* RECORDS FOR THE EXERCISE:
══════
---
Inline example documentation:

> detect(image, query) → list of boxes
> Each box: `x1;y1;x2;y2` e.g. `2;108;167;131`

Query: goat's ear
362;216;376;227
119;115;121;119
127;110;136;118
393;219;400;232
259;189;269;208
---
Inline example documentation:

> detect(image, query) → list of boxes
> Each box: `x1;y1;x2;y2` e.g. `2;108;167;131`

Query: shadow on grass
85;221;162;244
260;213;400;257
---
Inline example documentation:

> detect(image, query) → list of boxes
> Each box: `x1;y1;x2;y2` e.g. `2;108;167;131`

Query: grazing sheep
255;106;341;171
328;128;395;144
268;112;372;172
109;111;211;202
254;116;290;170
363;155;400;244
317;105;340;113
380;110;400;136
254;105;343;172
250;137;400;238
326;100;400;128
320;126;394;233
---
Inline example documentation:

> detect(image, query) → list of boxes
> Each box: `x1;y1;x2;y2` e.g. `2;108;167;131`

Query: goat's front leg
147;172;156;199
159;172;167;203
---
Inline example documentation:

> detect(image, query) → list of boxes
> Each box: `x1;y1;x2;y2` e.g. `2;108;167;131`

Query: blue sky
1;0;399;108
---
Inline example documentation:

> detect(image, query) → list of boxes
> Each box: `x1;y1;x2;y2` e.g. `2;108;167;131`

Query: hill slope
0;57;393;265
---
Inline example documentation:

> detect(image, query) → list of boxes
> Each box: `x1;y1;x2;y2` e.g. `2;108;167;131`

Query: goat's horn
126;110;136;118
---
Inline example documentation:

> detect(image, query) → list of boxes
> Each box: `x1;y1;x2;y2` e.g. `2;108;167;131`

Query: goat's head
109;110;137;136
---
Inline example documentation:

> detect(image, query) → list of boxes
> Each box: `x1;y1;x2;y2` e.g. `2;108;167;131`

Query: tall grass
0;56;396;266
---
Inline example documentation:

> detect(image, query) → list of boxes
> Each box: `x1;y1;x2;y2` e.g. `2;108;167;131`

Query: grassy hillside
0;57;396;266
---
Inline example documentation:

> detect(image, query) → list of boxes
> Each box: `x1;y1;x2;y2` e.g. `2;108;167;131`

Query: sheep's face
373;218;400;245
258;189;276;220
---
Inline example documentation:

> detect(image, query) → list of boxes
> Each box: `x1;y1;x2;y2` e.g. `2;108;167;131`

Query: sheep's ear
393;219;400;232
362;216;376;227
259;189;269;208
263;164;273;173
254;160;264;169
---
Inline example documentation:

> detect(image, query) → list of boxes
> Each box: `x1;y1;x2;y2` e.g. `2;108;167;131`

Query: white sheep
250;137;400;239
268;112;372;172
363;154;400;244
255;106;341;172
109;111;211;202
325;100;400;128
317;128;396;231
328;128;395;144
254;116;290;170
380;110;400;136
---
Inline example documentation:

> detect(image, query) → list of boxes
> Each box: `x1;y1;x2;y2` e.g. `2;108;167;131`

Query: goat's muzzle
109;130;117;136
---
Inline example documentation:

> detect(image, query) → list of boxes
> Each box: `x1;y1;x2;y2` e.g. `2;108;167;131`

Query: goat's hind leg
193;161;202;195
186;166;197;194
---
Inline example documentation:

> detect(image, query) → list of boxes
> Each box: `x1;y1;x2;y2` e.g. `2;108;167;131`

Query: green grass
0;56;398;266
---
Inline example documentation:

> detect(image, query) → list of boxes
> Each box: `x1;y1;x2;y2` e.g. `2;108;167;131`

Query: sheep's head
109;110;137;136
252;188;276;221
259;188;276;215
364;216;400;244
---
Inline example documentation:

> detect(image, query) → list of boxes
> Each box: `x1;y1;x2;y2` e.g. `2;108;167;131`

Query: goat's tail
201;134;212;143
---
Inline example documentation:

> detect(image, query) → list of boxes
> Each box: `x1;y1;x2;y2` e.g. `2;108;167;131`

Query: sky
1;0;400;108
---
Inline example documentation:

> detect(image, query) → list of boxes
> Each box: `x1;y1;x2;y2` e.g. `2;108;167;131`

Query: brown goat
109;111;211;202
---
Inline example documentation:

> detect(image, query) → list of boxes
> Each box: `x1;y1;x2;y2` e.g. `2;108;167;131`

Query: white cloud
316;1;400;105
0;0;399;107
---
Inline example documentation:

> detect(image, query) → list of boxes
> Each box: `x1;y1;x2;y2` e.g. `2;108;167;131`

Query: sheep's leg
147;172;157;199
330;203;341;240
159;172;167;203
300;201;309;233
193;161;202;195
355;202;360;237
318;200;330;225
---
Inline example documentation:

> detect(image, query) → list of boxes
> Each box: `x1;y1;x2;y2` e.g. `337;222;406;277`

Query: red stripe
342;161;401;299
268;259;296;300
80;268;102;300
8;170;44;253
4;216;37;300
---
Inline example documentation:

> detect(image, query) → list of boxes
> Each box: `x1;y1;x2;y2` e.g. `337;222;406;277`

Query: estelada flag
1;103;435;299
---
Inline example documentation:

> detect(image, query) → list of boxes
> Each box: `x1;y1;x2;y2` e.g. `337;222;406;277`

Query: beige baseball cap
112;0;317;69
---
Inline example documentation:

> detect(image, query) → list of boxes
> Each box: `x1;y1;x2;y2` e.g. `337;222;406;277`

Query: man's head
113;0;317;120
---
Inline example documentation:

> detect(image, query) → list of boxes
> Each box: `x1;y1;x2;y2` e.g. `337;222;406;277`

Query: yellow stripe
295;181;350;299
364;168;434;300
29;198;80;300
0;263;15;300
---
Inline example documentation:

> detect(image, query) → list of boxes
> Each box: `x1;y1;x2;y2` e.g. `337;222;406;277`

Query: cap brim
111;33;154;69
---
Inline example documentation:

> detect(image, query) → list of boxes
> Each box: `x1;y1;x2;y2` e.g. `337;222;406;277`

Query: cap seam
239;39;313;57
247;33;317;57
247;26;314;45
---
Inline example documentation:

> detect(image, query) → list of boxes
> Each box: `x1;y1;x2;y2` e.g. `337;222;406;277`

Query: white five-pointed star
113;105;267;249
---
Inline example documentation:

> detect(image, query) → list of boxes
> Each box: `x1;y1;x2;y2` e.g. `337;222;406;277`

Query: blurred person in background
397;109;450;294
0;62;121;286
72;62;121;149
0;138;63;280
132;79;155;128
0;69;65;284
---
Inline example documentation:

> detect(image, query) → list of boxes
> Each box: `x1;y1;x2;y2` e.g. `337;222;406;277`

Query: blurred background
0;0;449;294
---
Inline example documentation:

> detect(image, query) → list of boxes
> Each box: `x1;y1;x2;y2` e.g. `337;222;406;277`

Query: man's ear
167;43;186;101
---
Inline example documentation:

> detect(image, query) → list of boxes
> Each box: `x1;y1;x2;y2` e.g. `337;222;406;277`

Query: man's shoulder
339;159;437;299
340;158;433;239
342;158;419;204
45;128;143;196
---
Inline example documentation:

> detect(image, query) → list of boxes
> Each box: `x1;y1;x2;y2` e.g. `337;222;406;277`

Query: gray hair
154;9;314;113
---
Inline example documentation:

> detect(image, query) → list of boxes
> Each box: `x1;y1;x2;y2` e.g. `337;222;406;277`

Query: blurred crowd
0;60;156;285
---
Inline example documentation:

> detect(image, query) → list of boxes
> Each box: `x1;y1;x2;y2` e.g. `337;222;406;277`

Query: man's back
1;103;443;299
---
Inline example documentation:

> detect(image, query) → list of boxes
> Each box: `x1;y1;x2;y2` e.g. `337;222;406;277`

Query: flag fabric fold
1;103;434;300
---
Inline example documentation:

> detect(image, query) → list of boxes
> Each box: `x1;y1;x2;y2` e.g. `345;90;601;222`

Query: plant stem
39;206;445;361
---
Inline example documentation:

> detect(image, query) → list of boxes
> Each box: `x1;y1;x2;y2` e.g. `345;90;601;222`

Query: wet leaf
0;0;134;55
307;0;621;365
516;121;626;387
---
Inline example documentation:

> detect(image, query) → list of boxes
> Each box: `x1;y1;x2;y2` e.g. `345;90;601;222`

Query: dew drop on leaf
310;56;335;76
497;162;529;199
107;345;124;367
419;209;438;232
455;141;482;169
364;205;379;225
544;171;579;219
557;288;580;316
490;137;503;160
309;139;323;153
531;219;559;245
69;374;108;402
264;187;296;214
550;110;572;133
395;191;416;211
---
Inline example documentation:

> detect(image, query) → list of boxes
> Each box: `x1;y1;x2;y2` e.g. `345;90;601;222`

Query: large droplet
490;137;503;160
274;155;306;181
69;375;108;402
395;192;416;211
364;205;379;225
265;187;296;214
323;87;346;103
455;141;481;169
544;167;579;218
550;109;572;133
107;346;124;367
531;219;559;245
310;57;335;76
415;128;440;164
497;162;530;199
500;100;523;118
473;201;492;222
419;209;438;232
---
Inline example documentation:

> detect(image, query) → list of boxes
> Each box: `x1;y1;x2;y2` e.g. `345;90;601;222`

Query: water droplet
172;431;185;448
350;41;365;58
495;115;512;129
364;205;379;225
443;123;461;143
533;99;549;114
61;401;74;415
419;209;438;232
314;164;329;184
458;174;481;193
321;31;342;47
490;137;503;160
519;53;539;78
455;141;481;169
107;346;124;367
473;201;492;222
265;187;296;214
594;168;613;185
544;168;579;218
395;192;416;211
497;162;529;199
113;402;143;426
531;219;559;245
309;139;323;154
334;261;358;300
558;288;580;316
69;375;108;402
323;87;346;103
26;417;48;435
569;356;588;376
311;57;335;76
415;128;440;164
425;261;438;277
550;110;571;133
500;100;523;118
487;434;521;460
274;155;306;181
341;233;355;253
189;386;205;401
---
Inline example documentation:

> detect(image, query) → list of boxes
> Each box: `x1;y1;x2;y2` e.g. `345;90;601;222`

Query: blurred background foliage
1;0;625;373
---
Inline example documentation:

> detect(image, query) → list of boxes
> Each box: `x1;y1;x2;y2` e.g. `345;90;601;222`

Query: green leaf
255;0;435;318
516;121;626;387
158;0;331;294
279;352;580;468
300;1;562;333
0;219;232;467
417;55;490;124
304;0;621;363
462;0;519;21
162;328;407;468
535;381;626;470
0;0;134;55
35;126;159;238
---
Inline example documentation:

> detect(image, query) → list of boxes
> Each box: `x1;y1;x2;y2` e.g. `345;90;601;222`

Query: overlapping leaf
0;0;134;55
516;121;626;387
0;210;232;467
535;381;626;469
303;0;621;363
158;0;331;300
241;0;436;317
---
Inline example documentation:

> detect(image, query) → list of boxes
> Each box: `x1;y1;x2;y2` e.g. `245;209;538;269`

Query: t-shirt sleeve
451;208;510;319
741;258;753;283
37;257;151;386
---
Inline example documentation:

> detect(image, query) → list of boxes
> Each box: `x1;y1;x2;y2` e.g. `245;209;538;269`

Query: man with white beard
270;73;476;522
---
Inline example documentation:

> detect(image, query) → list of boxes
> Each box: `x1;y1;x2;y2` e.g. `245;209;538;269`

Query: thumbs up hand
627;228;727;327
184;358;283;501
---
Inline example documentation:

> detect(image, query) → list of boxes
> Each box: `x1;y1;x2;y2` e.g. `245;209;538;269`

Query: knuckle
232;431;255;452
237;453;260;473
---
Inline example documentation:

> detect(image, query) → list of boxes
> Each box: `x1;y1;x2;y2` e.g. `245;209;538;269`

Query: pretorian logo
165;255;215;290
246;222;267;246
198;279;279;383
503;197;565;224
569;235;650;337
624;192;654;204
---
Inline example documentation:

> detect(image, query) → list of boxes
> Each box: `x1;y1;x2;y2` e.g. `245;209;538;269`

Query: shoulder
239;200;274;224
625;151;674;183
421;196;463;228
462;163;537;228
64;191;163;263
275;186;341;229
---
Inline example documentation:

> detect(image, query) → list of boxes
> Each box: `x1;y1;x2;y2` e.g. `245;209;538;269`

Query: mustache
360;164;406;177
══════
* TASK DETAILS:
Using the records above, copy exactly the lines from the one containing "Query: shoulder" through the last, inclusive, and nothing else.

* RESULT:
Query: shoulder
239;200;274;224
625;151;674;183
421;196;463;228
462;163;537;228
64;191;163;263
275;186;341;229
---
Inline example documentation:

> detect(image, query) → list of boxes
> Each box: `x1;y1;x2;y2` e.g. `245;209;538;269`

Query: mustache
360;164;406;177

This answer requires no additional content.